Tally the lines in the listing below that contain the string "building", with case counting, and reply with the number alone.

* **DATASET RECORDS**
------------------------

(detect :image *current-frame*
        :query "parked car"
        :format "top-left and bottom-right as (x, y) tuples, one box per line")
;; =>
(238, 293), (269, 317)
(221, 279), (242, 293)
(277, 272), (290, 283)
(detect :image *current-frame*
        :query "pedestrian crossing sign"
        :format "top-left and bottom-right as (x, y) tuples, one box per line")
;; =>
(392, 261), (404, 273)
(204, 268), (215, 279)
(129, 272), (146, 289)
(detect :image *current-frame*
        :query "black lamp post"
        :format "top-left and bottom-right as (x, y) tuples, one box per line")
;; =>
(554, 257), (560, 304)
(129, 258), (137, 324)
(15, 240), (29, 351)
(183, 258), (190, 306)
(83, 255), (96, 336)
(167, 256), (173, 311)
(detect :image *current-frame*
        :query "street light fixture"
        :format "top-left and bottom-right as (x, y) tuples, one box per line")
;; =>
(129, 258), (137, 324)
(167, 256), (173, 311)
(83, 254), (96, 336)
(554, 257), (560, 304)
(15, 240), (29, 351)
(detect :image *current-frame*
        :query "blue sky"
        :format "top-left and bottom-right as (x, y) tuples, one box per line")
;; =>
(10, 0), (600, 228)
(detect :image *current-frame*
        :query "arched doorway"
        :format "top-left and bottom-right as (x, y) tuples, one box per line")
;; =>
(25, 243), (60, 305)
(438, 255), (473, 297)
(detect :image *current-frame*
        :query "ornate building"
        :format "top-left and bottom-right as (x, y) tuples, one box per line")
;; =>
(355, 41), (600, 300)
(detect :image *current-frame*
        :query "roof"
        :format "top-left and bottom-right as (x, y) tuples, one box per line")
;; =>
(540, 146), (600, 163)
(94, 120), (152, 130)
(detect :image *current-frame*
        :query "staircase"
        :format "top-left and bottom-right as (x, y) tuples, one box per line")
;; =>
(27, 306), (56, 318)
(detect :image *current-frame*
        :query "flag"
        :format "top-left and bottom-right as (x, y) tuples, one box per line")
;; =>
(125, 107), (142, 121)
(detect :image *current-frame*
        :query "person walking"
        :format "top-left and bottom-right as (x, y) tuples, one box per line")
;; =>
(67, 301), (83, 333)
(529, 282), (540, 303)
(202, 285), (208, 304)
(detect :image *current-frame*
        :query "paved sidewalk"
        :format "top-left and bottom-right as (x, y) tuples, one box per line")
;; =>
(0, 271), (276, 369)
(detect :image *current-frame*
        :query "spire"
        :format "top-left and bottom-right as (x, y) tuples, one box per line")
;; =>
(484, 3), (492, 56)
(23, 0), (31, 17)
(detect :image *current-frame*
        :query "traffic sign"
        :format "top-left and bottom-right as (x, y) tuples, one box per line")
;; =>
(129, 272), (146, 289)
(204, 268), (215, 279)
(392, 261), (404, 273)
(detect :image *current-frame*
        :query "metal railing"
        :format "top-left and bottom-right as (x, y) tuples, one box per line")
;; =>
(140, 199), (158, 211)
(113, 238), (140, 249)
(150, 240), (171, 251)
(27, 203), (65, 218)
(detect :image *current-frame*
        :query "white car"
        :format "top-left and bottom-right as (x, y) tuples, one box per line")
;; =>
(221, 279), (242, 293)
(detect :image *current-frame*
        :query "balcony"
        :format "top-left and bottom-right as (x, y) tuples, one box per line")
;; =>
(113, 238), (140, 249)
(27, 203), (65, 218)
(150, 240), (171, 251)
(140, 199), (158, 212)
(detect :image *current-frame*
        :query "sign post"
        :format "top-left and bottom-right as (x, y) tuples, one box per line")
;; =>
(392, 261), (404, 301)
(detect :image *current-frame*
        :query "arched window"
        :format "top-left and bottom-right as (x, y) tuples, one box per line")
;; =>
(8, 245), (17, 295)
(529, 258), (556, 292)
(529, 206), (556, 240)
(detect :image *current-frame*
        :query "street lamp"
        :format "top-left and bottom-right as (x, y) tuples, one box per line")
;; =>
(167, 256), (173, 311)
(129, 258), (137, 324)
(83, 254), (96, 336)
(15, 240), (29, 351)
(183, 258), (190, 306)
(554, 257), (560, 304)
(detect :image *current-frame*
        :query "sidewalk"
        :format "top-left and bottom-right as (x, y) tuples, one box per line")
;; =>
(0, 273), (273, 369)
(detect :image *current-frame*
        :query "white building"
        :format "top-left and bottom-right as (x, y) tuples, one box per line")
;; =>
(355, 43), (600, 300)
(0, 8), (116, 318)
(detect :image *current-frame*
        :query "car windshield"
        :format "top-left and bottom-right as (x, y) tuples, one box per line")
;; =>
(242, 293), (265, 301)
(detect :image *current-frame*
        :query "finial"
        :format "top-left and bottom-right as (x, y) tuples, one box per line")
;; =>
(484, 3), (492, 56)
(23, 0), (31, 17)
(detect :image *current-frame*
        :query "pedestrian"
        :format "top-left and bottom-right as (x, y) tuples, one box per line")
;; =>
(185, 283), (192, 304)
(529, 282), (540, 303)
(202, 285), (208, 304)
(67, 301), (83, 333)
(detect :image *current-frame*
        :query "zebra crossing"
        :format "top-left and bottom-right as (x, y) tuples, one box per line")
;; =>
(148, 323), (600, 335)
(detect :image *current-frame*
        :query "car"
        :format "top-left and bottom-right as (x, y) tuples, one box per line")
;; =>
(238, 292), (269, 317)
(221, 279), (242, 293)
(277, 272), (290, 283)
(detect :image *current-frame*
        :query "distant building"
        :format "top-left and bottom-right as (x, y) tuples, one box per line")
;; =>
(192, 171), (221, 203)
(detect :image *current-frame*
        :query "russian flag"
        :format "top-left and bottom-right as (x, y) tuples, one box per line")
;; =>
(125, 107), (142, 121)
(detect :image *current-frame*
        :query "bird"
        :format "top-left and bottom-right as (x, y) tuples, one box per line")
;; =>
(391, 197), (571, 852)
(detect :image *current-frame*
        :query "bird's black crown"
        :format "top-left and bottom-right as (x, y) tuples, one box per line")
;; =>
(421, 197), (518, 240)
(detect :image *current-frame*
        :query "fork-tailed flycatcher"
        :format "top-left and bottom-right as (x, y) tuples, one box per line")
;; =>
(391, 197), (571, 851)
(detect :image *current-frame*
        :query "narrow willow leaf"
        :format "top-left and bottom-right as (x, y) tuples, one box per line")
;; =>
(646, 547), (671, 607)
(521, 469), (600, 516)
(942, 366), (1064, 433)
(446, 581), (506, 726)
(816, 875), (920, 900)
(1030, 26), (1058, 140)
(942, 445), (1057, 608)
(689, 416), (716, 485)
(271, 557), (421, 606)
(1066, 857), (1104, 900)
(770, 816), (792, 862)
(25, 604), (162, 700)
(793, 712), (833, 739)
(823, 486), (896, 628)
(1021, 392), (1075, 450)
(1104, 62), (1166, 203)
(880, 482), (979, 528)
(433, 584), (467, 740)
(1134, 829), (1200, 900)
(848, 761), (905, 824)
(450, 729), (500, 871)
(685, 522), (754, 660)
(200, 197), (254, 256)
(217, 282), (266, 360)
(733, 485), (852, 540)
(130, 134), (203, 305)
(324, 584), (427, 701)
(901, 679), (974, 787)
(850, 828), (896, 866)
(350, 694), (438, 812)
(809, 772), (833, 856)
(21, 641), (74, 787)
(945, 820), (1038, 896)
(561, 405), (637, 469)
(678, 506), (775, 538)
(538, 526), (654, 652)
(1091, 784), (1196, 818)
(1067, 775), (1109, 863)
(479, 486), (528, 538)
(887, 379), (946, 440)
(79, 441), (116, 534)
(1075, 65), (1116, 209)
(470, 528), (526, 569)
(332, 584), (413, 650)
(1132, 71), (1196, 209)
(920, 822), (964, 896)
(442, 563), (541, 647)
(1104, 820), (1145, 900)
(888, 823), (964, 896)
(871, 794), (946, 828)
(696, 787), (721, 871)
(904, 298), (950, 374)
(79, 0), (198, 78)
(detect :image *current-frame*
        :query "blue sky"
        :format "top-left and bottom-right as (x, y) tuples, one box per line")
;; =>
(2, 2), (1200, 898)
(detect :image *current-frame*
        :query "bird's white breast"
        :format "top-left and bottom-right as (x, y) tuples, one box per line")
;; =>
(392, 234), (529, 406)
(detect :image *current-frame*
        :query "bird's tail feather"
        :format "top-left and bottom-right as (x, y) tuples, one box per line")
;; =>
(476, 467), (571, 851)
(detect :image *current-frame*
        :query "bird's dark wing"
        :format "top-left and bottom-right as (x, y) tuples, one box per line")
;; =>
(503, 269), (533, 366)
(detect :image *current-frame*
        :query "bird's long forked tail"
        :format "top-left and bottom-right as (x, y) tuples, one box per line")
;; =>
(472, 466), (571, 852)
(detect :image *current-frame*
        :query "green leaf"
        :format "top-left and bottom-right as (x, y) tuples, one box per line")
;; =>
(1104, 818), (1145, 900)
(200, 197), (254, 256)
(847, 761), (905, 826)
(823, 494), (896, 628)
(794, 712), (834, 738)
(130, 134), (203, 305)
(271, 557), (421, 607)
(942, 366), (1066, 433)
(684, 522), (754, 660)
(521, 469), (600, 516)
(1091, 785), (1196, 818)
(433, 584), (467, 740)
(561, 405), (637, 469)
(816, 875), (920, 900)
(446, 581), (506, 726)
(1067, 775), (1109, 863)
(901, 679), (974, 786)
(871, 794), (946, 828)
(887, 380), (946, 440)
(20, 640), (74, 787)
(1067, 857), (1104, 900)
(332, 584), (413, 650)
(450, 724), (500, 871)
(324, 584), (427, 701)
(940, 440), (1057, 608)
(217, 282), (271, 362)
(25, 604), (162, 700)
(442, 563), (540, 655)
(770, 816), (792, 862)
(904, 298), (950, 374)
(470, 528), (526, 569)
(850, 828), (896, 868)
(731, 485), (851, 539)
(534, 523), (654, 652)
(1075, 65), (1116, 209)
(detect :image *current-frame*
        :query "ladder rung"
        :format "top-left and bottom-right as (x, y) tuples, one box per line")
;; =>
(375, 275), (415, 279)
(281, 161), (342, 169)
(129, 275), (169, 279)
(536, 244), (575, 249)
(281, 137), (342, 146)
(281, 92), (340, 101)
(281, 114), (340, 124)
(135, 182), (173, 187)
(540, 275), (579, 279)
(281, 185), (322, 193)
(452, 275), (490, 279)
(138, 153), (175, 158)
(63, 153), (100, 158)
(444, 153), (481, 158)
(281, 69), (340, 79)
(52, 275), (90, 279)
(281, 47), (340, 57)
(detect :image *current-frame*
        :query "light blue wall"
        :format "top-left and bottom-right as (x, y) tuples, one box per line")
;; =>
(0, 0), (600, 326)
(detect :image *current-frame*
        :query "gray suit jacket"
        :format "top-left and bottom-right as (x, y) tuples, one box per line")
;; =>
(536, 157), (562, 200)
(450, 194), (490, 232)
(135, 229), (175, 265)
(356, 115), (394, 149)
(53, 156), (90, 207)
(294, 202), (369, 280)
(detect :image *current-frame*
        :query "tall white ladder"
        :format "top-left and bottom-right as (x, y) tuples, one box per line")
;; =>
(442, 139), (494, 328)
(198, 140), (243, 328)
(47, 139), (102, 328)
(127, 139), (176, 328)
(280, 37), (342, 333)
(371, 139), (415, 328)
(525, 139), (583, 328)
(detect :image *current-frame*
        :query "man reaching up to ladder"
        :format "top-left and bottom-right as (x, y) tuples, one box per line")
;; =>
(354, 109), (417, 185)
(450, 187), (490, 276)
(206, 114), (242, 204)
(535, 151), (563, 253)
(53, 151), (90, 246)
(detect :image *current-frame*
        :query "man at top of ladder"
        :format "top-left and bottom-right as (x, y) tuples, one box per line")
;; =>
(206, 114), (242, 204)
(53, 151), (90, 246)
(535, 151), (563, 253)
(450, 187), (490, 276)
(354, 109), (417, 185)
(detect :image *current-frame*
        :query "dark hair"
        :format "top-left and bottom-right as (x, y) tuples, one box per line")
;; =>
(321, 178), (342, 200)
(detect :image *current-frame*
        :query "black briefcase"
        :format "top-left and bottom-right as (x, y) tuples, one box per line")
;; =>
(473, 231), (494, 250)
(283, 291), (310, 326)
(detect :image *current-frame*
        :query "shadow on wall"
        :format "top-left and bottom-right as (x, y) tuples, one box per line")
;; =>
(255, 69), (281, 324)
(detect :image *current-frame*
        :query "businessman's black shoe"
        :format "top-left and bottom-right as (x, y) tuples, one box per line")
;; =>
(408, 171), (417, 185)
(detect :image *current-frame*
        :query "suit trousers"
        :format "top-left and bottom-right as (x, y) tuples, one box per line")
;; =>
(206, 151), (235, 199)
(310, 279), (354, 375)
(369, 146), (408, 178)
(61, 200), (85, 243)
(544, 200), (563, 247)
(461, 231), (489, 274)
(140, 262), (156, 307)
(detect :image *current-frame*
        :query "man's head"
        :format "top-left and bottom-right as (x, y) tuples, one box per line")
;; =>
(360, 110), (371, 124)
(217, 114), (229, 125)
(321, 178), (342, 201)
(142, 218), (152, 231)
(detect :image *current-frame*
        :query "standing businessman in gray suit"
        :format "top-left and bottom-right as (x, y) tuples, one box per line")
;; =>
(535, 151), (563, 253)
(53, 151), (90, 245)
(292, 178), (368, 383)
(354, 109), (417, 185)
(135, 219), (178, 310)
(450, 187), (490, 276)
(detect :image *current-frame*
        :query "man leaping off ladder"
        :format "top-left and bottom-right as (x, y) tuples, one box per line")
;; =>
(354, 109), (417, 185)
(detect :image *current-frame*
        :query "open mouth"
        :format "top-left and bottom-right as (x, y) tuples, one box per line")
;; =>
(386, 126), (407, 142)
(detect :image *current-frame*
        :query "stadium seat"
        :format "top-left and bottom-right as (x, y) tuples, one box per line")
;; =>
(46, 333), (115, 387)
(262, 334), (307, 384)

------------------------

* **FULL OUTPUT**
3